- [Testo di lettura]:
((

Leggo ora sui giornali che il Senato polacco ha varato una legge che punirà con pene fino a due anni di carcere “la produzione, la distribuzione, la vendita e il possesso di simboli del nazismo, del comunismo o di altri totalitarismi, in forma scritta stampata o di altro tipo”. La legge sarà presto firmata da Lech Kaczynski , il presidente della Repubblica, uno dei due famigerati gemelli nazionalisti e reazionari ed entrerà in vigore il primo gennaio. La norma certamente riguarda la bandiera rossa: chi continua a possederne dovrà distruggerla, buttarla via o ben nasconderla, se vorrà evitare le sanzioni. E’ una misura praticamente inutile in Polonia, l’unico tra i paesi dell’Est europeo ove non esistano movimenti politici nostalgici, ed ha una applicazione per molti versi difficile. E’ improbabile che gruppi di operai si rechino alla spicciolata nelle piazze di maggio con la cravatta rossa, ma non è chiaro se rischierà la galera il ragazzo che indossa la maglietta del Che o se si possano considerare simbolo del totalitarismo comunista le opere complete di Marx e di Lenin conservate in biblioteca.

))

- [Da fare]:
#1 Per ciascuna affermazione indica se concorda con il brano sulla legge polacca, con un sì o un no e le parole del brano che lo stabiliscono, citate alla lettera. (a) La legge entrerà in vigore il primo gennaio. (b) La legge prevede pene fino a cinque anni di carcere. (c) In Polonia esistono movimenti politici nostalgici.
#2 Prolunga il brano sulla legge polacca con alcune frasi, partendo dopo l’ultima frase presente.
Le righe di dati non hanno alcun legame con il brano sulla legge polacca.

- [Dati forniti]:

((

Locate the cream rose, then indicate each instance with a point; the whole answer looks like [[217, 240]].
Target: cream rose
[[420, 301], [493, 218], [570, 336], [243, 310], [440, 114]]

))

- [Le risposte]:
#1
(a) Sì: «entrerà in vigore il primo gennaio».
(b) No: «pene fino a due anni di carcere».
(c) No: «l’unico tra i paesi dell’Est europeo ove non esistano movimenti politici nostalgici».

#2
Quella polacca è, in verità, una legge-bandiera, di quelle che non hanno effetti pratici, ma che vogliono imporre con la forza del diritto un dogma, una credenza indubitabile: in questo caso l’esecrabilità del comunismo e la sua equiparazione con il nazismo. Si tratta di una tesi risibile: non c’è alcuna somiglianza ideologica e di valori tra i cosiddetti totalitarismi di cui si parla. Il nazismo si fonda sui valori del sangue e della terra, parla di razze inferiori e superiori, esalta la gerarchia, propugna la sottomissione servile degli inferiori. Il comunismo non fa differenza né tra razze né tra nazioni, vuol eliminare la divisione di classi, vuole una radicale uguaglianza in cui non ci siano né servi né padroni. Com’è possibile fare in questo modo di ogni erba un fascio?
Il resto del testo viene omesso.